§ **BRIEF**
Retype each record shown below, leaving every character as it is.

____ RECORDED INFORMATION

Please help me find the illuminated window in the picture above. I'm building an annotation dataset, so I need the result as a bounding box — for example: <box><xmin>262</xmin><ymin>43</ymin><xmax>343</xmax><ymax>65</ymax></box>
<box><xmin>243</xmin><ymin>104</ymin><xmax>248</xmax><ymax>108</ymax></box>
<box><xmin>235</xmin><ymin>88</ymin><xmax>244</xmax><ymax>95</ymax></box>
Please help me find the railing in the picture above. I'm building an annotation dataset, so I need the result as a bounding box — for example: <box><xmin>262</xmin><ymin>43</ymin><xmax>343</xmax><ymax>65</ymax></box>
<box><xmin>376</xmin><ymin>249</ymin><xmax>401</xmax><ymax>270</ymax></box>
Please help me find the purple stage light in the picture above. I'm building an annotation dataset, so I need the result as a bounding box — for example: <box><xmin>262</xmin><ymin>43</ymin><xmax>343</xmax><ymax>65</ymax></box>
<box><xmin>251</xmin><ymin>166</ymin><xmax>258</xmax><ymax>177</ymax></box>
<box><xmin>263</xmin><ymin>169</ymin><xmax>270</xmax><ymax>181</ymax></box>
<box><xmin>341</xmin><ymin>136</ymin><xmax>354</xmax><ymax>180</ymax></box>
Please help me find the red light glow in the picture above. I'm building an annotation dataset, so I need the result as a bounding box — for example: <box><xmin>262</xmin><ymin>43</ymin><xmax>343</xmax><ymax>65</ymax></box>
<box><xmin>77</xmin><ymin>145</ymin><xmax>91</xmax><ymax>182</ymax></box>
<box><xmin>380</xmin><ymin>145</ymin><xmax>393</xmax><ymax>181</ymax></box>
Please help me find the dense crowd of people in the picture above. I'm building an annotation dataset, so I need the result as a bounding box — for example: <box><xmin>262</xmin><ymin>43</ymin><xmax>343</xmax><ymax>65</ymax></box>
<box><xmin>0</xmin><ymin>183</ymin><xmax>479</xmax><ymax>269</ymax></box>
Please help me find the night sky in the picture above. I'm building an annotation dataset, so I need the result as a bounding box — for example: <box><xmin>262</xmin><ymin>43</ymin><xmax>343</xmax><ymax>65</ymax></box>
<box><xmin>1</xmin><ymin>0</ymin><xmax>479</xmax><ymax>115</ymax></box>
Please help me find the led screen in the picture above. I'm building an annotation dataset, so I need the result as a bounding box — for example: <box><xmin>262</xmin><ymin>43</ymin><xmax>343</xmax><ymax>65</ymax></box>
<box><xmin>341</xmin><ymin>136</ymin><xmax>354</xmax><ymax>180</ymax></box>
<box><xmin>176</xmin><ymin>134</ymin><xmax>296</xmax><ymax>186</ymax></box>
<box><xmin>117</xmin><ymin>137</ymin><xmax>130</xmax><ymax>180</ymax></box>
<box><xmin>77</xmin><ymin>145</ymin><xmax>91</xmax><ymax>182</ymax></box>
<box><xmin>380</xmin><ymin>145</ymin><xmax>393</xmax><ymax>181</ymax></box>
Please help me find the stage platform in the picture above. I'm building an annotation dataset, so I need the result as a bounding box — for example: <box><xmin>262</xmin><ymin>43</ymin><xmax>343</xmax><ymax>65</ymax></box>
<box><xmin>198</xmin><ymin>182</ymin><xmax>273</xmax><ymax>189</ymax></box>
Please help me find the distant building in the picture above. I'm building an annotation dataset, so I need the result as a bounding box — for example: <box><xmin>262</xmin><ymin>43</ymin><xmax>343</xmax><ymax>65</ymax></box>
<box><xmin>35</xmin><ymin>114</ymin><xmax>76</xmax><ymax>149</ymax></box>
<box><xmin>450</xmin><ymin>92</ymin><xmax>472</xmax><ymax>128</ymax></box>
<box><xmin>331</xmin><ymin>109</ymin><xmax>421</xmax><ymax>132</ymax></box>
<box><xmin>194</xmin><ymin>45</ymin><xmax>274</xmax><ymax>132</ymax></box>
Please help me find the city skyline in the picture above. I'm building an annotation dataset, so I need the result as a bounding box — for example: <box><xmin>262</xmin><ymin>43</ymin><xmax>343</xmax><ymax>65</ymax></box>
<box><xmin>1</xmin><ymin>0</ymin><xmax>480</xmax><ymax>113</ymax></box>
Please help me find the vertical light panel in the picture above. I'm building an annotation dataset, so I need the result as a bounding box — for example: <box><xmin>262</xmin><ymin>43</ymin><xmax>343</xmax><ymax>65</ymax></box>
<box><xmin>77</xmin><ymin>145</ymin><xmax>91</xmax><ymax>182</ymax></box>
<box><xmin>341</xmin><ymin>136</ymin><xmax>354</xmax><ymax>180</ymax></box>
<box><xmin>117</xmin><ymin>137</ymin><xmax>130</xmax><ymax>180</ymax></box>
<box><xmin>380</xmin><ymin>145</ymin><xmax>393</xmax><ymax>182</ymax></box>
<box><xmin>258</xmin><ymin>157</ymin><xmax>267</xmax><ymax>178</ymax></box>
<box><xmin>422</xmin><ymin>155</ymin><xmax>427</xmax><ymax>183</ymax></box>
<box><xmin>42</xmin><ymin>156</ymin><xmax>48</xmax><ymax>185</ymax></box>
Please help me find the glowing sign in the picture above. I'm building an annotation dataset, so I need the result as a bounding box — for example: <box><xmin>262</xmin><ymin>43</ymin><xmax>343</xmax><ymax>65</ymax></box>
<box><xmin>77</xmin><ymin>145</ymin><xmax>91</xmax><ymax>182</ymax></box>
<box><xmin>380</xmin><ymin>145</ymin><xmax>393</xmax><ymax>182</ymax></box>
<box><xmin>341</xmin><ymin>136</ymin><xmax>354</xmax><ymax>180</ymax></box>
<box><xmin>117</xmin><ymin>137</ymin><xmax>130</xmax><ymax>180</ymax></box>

________

§ **EXPECTED ANSWER**
Please help me find the illuminated window in the picture above. I'm building an annotation dataset, so I need the result as a bounding box — for example: <box><xmin>262</xmin><ymin>43</ymin><xmax>343</xmax><ymax>65</ymax></box>
<box><xmin>243</xmin><ymin>104</ymin><xmax>248</xmax><ymax>108</ymax></box>
<box><xmin>235</xmin><ymin>88</ymin><xmax>244</xmax><ymax>95</ymax></box>
Please help me find the railing in the picture above. I'm building an annotation dataset, so I need the result as a bounding box — for example: <box><xmin>262</xmin><ymin>43</ymin><xmax>343</xmax><ymax>65</ymax></box>
<box><xmin>376</xmin><ymin>249</ymin><xmax>401</xmax><ymax>270</ymax></box>
Please help me find the purple stage light in the picture above. I'm building an annotation dataset, so I need the result as a bounding box — for example: <box><xmin>262</xmin><ymin>43</ymin><xmax>343</xmax><ymax>65</ymax></box>
<box><xmin>251</xmin><ymin>166</ymin><xmax>258</xmax><ymax>177</ymax></box>
<box><xmin>263</xmin><ymin>169</ymin><xmax>270</xmax><ymax>181</ymax></box>
<box><xmin>341</xmin><ymin>136</ymin><xmax>354</xmax><ymax>180</ymax></box>
Please help me find the red light glow in the picture above. I'm building an annotation dataset, so I need the result as a bounding box — for example: <box><xmin>262</xmin><ymin>43</ymin><xmax>343</xmax><ymax>65</ymax></box>
<box><xmin>77</xmin><ymin>145</ymin><xmax>91</xmax><ymax>182</ymax></box>
<box><xmin>380</xmin><ymin>145</ymin><xmax>393</xmax><ymax>181</ymax></box>
Please help me find the dense crowd of people in the picture above. I'm building an annotation dataset, so I need the result as a bounding box — for example: <box><xmin>262</xmin><ymin>43</ymin><xmax>343</xmax><ymax>65</ymax></box>
<box><xmin>0</xmin><ymin>183</ymin><xmax>479</xmax><ymax>269</ymax></box>
Please help me find the night sky in the picture above. I'm building an annotation dataset, so I need the result as a bounding box — for example: <box><xmin>262</xmin><ymin>43</ymin><xmax>343</xmax><ymax>65</ymax></box>
<box><xmin>1</xmin><ymin>0</ymin><xmax>479</xmax><ymax>115</ymax></box>
Please help me find the led screen in the picture above. I'm building an annotation dataset, so I need the result as a bounding box — for example: <box><xmin>262</xmin><ymin>43</ymin><xmax>343</xmax><ymax>65</ymax></box>
<box><xmin>341</xmin><ymin>136</ymin><xmax>354</xmax><ymax>180</ymax></box>
<box><xmin>176</xmin><ymin>134</ymin><xmax>296</xmax><ymax>186</ymax></box>
<box><xmin>117</xmin><ymin>137</ymin><xmax>130</xmax><ymax>180</ymax></box>
<box><xmin>77</xmin><ymin>145</ymin><xmax>91</xmax><ymax>182</ymax></box>
<box><xmin>380</xmin><ymin>145</ymin><xmax>393</xmax><ymax>181</ymax></box>
Please help me find the stage platform in the picture above. I'm building an annotation dataset, so I need the result as a bounding box — for example: <box><xmin>262</xmin><ymin>43</ymin><xmax>343</xmax><ymax>65</ymax></box>
<box><xmin>198</xmin><ymin>182</ymin><xmax>273</xmax><ymax>189</ymax></box>
Please help me find the distant building in the picture above. I'm building an annotation dataset, so I need the result as a bounding box — for example: <box><xmin>262</xmin><ymin>43</ymin><xmax>343</xmax><ymax>65</ymax></box>
<box><xmin>35</xmin><ymin>114</ymin><xmax>76</xmax><ymax>149</ymax></box>
<box><xmin>450</xmin><ymin>92</ymin><xmax>472</xmax><ymax>128</ymax></box>
<box><xmin>331</xmin><ymin>109</ymin><xmax>421</xmax><ymax>132</ymax></box>
<box><xmin>194</xmin><ymin>45</ymin><xmax>274</xmax><ymax>132</ymax></box>
Please help me find the city skyline in the picture above. I'm building an annotation dataset, so I need the result as a bounding box — for example: <box><xmin>262</xmin><ymin>43</ymin><xmax>343</xmax><ymax>65</ymax></box>
<box><xmin>1</xmin><ymin>0</ymin><xmax>480</xmax><ymax>113</ymax></box>
Please help me find the vertical light panel in the picture above. I'm building an annotation dataset, so I need the result as a bounding box — for example: <box><xmin>262</xmin><ymin>43</ymin><xmax>343</xmax><ymax>65</ymax></box>
<box><xmin>77</xmin><ymin>145</ymin><xmax>91</xmax><ymax>182</ymax></box>
<box><xmin>341</xmin><ymin>136</ymin><xmax>354</xmax><ymax>180</ymax></box>
<box><xmin>117</xmin><ymin>137</ymin><xmax>130</xmax><ymax>180</ymax></box>
<box><xmin>380</xmin><ymin>145</ymin><xmax>393</xmax><ymax>182</ymax></box>
<box><xmin>258</xmin><ymin>157</ymin><xmax>267</xmax><ymax>178</ymax></box>
<box><xmin>422</xmin><ymin>155</ymin><xmax>427</xmax><ymax>183</ymax></box>
<box><xmin>42</xmin><ymin>156</ymin><xmax>48</xmax><ymax>185</ymax></box>
Please help me find the glowing sign in the picture above. I'm building an annotation dataset, so I need the result as a bounding box — for example: <box><xmin>262</xmin><ymin>43</ymin><xmax>343</xmax><ymax>65</ymax></box>
<box><xmin>77</xmin><ymin>145</ymin><xmax>91</xmax><ymax>182</ymax></box>
<box><xmin>380</xmin><ymin>145</ymin><xmax>393</xmax><ymax>182</ymax></box>
<box><xmin>341</xmin><ymin>136</ymin><xmax>354</xmax><ymax>180</ymax></box>
<box><xmin>117</xmin><ymin>137</ymin><xmax>130</xmax><ymax>180</ymax></box>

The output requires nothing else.